### DIRECTIVE:
Copy out the material line for line, from the line containing "Segment grass by" down to the line containing "[1, 0, 767, 301]", with both of those lines included.

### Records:
____
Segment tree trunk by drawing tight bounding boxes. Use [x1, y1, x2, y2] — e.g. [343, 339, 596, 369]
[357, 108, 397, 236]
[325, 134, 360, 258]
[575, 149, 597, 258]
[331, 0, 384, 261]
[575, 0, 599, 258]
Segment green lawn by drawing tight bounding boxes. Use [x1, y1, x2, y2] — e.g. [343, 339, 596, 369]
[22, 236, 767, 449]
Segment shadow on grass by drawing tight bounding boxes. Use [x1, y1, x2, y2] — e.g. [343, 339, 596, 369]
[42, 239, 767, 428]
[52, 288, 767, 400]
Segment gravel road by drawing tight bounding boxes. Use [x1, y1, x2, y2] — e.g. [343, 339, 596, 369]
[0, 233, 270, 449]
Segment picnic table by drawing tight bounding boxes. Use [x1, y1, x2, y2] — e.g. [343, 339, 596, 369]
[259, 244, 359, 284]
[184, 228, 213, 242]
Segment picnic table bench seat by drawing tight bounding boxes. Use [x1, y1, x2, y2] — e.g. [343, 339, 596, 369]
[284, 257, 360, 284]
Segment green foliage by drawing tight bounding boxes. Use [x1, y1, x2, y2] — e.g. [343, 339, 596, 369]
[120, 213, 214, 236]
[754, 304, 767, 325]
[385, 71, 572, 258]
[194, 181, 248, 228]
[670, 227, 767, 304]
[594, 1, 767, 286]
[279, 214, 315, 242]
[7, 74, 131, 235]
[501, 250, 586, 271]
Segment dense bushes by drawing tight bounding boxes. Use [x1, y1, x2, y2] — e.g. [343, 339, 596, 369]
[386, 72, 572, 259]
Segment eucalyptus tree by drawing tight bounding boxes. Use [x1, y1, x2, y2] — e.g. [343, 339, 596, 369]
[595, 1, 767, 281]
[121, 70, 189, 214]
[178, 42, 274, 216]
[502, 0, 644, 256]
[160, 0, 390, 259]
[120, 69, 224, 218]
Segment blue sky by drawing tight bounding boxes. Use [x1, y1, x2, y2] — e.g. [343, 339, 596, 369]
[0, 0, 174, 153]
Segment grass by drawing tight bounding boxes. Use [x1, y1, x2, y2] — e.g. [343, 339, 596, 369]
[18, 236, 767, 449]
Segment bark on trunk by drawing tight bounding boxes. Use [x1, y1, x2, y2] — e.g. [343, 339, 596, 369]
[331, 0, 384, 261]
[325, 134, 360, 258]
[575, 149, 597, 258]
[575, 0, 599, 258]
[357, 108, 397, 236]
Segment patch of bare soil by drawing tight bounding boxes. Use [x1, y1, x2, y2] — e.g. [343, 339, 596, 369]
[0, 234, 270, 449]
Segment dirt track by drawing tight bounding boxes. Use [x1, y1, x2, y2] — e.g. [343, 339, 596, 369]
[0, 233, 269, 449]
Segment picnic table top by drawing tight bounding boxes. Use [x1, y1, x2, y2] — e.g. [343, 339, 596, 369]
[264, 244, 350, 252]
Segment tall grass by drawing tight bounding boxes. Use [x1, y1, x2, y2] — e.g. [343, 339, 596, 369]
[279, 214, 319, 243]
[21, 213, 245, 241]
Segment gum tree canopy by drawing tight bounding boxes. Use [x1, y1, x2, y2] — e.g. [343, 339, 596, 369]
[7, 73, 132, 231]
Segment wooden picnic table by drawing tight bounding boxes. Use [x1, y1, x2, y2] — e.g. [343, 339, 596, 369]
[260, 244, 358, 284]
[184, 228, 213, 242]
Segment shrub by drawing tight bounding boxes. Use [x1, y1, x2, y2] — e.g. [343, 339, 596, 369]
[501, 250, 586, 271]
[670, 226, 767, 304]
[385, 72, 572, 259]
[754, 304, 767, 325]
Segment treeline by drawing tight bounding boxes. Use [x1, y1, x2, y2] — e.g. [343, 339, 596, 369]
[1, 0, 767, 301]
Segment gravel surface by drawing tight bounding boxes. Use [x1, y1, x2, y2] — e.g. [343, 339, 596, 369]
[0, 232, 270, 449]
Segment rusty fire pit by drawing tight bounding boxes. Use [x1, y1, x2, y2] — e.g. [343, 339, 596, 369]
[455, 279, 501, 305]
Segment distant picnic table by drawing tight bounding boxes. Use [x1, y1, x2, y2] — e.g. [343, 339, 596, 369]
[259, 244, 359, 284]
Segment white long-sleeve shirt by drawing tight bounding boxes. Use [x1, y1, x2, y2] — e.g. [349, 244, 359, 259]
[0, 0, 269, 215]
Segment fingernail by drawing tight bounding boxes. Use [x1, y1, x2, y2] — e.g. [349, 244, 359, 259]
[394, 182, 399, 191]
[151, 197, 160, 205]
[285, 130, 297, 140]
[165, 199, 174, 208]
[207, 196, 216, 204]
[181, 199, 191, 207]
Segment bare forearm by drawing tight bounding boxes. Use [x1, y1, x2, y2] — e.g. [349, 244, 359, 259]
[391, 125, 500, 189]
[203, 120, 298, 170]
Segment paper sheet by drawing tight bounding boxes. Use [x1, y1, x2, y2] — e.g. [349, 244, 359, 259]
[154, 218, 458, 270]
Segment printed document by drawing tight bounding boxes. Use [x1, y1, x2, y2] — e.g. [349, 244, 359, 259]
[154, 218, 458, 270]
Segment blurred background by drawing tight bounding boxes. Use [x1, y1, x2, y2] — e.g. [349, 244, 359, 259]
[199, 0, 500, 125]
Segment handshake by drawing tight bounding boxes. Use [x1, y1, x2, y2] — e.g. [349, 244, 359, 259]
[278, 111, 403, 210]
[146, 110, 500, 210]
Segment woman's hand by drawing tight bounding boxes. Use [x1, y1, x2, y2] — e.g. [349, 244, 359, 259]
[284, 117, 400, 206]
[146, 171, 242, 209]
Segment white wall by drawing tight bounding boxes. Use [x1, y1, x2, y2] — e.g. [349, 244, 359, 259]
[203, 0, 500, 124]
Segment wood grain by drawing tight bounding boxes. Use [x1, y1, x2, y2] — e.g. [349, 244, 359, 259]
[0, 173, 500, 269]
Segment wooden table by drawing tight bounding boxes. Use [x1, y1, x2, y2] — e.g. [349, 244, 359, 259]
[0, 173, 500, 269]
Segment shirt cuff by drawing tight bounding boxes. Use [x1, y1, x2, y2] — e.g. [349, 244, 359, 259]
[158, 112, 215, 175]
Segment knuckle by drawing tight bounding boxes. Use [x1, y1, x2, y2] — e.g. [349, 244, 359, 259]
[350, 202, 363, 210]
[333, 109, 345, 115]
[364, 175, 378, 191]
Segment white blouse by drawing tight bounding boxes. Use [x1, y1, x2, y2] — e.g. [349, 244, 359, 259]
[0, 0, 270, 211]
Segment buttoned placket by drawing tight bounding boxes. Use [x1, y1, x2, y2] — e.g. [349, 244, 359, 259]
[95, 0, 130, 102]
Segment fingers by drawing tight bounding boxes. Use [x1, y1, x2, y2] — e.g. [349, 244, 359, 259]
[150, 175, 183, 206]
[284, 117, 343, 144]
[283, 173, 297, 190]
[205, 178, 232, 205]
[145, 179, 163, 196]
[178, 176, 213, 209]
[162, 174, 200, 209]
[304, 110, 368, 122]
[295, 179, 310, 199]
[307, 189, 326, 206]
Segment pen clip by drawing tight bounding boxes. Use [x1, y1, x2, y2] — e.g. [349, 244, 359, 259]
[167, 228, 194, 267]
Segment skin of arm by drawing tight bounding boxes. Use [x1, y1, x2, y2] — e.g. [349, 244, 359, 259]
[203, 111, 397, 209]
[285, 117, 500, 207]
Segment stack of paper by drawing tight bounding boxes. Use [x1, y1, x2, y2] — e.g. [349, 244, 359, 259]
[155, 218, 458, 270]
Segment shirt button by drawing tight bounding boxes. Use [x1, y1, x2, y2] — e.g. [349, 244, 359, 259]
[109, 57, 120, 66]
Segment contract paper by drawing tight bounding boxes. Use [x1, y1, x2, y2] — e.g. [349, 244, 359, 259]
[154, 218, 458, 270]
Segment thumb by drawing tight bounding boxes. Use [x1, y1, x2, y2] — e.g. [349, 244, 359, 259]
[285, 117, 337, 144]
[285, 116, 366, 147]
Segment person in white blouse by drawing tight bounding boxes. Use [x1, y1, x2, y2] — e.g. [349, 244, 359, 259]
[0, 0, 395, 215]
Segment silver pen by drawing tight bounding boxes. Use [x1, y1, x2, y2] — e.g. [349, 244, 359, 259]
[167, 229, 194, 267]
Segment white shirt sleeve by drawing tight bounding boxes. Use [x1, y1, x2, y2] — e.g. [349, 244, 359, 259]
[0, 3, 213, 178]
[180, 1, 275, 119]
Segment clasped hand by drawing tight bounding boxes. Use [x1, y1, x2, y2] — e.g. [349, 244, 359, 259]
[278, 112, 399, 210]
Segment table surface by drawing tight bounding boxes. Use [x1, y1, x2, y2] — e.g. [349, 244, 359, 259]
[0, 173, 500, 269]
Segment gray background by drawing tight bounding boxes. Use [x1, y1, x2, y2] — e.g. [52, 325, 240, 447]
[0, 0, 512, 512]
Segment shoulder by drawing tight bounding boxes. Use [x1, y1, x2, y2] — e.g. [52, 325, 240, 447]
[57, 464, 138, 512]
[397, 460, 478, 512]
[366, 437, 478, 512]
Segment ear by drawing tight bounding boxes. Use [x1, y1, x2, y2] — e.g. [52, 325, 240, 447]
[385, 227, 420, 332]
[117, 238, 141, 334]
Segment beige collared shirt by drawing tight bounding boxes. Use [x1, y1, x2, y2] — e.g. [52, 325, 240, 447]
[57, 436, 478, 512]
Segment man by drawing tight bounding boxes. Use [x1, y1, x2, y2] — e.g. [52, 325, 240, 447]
____
### RESULT OF THE EXERCISE:
Segment grass by drawing tight bounding boxes. Use [x1, y1, x2, y2] — e.g. [343, 339, 596, 369]
[18, 236, 767, 449]
Segment bark on trunk by drawing tight bounding boxes. Use [x1, y1, x2, y2] — e.g. [343, 339, 596, 369]
[331, 0, 384, 261]
[325, 134, 360, 258]
[575, 149, 597, 258]
[575, 0, 599, 258]
[357, 108, 397, 236]
Segment patch of bare soil by drawing tight bounding boxes. Use [x1, y1, x2, y2] — e.g. [343, 339, 596, 369]
[0, 234, 270, 449]
Segment dirt track by drawing tight bounding boxes. Use [x1, y1, x2, y2] — e.g. [343, 339, 596, 369]
[0, 233, 269, 449]
Segment picnic table top by drawing tight bounding boxes. Use [x1, y1, x2, y2] — e.g. [343, 339, 596, 369]
[264, 244, 350, 252]
Segment tall grass by drawing tight bounding boxes. Use [x1, y1, x2, y2] — e.g. [343, 339, 596, 369]
[279, 214, 319, 243]
[21, 213, 245, 241]
Segment gum tree canopy by drawing tight bounding boxes. Use [x1, y1, x2, y2] — e.g. [343, 339, 596, 369]
[7, 73, 132, 231]
Segment wooden picnic table by drawing tight bounding boxes. Use [x1, y1, x2, y2] — e.g. [343, 339, 596, 369]
[260, 244, 358, 284]
[184, 228, 213, 242]
Segment shrub by drawing tight bounding boxes. Use [x1, y1, x2, y2] — e.g. [343, 339, 596, 369]
[501, 250, 586, 271]
[670, 226, 767, 304]
[385, 72, 572, 259]
[754, 304, 767, 325]
Segment treeline by drawing tight bounding boxes. Use [x1, y1, x2, y2] — e.g. [343, 339, 596, 369]
[1, 0, 767, 301]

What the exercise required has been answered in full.